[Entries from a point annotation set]
--------

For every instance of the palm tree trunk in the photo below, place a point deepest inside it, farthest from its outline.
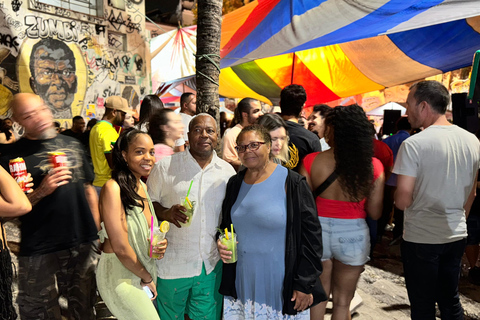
(209, 24)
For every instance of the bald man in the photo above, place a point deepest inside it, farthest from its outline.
(58, 252)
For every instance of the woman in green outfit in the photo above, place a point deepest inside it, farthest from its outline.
(125, 267)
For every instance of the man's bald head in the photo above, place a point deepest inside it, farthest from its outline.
(198, 117)
(31, 112)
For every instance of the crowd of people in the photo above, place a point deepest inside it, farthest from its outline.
(300, 198)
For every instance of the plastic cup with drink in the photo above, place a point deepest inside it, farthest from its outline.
(157, 235)
(189, 205)
(230, 240)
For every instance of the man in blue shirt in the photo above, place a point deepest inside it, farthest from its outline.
(394, 142)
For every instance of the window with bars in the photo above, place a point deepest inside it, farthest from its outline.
(83, 6)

--------

(AIM) Starting at the line containing "For every instance of the window" and continuing through the end of the records, edit those lines so that "window with bars" becomes "barred window", leaving everything else as it is.

(OUTPUT FOR THIS TASK)
For every instance of the barred window in the photo above, place a point deepest inside it, farthest from its outline.
(83, 6)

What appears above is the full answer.